» **Data supplied**
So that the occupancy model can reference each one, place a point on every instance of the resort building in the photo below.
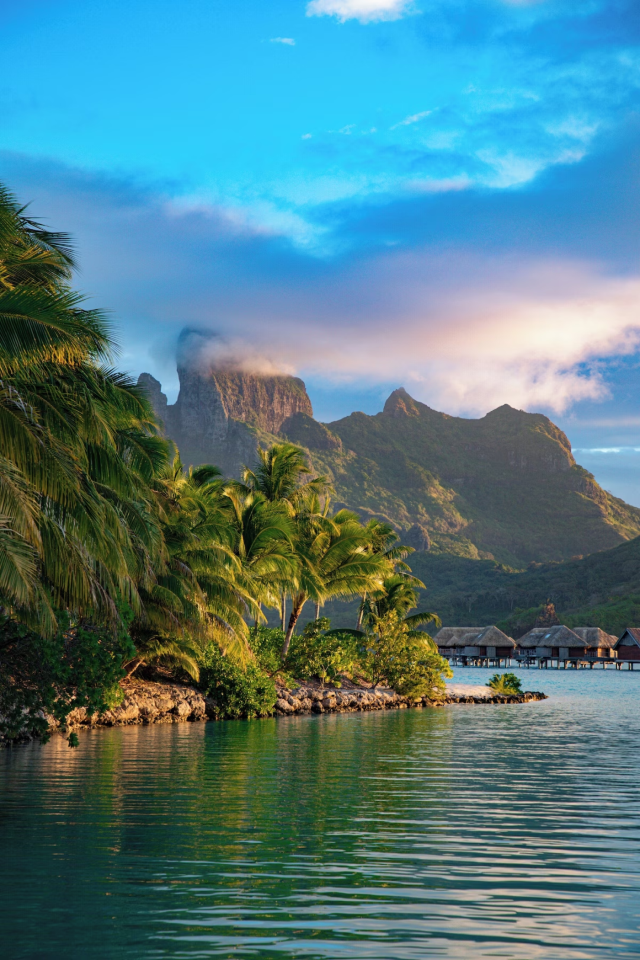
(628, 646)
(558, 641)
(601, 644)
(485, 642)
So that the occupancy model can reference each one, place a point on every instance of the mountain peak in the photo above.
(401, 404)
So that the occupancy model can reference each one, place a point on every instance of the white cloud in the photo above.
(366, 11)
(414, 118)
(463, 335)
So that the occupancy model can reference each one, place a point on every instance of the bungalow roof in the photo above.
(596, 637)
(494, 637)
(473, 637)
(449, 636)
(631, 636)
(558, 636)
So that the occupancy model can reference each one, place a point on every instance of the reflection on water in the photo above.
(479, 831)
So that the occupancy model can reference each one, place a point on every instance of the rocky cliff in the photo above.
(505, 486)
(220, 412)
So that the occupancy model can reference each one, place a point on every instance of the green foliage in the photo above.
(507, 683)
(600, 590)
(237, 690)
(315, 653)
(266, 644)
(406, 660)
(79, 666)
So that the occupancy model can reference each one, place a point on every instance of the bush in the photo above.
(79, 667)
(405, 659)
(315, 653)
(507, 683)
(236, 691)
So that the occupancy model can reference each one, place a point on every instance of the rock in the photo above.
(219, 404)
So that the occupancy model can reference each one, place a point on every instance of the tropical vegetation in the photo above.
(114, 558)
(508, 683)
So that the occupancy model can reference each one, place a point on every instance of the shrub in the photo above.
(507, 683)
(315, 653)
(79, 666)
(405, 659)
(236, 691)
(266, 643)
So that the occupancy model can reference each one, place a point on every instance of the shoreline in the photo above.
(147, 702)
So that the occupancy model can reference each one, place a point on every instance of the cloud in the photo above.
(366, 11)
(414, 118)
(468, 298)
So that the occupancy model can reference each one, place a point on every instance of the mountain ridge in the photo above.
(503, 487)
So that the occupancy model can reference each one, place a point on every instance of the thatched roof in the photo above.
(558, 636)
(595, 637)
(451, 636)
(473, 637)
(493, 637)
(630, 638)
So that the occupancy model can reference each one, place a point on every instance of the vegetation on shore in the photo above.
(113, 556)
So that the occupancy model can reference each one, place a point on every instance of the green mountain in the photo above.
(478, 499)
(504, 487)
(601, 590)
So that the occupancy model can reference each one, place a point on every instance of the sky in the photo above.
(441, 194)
* * *
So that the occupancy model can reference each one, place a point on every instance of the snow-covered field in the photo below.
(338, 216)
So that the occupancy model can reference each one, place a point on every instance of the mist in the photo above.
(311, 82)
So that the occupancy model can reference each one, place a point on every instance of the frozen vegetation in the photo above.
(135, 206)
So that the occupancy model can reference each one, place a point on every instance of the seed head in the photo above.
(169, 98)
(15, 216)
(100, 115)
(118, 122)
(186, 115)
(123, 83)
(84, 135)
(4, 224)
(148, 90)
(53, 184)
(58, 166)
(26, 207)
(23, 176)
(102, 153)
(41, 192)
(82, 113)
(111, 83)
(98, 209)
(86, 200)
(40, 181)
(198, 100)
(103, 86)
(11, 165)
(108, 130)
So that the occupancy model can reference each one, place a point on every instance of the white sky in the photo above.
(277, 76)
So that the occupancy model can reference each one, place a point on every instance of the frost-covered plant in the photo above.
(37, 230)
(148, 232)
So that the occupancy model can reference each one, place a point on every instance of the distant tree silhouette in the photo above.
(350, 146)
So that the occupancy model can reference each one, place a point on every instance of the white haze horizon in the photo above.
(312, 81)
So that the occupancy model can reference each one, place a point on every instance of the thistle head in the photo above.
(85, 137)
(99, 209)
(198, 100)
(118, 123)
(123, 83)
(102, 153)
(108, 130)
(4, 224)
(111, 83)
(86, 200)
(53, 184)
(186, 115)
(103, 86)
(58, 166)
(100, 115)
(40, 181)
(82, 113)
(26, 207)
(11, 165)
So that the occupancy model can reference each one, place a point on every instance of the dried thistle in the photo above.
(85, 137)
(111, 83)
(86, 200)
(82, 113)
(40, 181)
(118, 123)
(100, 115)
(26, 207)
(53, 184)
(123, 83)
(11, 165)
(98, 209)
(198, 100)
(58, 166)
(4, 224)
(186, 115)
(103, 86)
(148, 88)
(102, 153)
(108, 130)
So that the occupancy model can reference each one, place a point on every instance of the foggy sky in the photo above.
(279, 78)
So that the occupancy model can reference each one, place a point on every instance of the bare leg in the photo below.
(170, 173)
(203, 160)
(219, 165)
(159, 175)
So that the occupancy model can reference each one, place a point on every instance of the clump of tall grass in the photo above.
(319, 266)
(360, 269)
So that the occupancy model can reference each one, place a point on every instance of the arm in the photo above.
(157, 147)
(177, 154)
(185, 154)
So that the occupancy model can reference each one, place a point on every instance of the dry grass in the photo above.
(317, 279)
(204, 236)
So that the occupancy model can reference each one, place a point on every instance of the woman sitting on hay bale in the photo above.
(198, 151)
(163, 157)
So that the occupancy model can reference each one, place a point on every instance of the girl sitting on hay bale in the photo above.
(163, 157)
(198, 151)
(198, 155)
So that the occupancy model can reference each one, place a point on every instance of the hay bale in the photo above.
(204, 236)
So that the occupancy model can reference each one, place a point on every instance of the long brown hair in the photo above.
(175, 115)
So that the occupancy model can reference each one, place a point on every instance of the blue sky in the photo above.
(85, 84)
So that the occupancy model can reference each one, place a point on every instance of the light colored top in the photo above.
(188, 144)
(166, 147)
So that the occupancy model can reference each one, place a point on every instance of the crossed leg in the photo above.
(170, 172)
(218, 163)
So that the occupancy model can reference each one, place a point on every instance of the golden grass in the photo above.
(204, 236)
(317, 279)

» **Exercise objective**
Pull out each line from the two blocks above that contains the word "thistle", and copy those lines in full.

» **Task solution**
So that the occupancy model can reference each one, place a point on every instance of the thistle head in the photo above.
So that the occupancy model can reference each one, place a point on every instance of the dried thistle in the photo above.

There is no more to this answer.